## Task to carry out
For the entries that follow, restate word for word the line containing "Query: coconut palm tree", the line containing "Query: mosque building", and every line that lies between them.

## Records supplied
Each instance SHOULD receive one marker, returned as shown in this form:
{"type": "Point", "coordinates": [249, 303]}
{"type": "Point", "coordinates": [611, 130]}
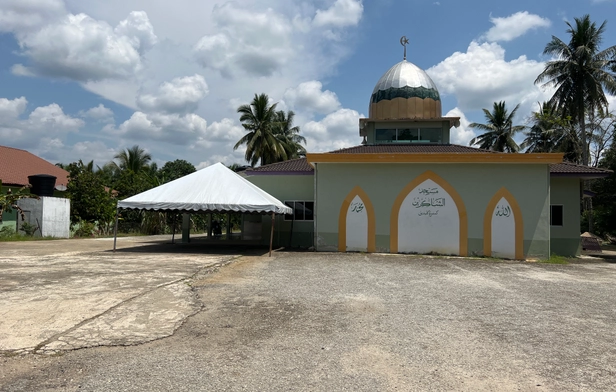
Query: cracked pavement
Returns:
{"type": "Point", "coordinates": [53, 300]}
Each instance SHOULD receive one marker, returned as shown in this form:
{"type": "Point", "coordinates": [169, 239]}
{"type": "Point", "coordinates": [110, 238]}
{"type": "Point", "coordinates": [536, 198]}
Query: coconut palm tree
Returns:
{"type": "Point", "coordinates": [289, 135]}
{"type": "Point", "coordinates": [134, 158]}
{"type": "Point", "coordinates": [258, 120]}
{"type": "Point", "coordinates": [551, 132]}
{"type": "Point", "coordinates": [579, 73]}
{"type": "Point", "coordinates": [499, 130]}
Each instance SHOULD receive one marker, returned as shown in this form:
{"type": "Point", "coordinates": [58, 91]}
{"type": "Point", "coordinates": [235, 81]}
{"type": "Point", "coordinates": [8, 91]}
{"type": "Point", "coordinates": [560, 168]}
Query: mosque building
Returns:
{"type": "Point", "coordinates": [407, 189]}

## Your response
Query: coconut palm tree
Returns:
{"type": "Point", "coordinates": [289, 135]}
{"type": "Point", "coordinates": [134, 158]}
{"type": "Point", "coordinates": [258, 120]}
{"type": "Point", "coordinates": [551, 132]}
{"type": "Point", "coordinates": [579, 73]}
{"type": "Point", "coordinates": [499, 130]}
Each instance SHOULD receive one marker, returned as shown in this form:
{"type": "Point", "coordinates": [58, 91]}
{"type": "Point", "coordinates": [235, 81]}
{"type": "Point", "coordinates": [8, 91]}
{"type": "Point", "coordinates": [560, 168]}
Query: mosque building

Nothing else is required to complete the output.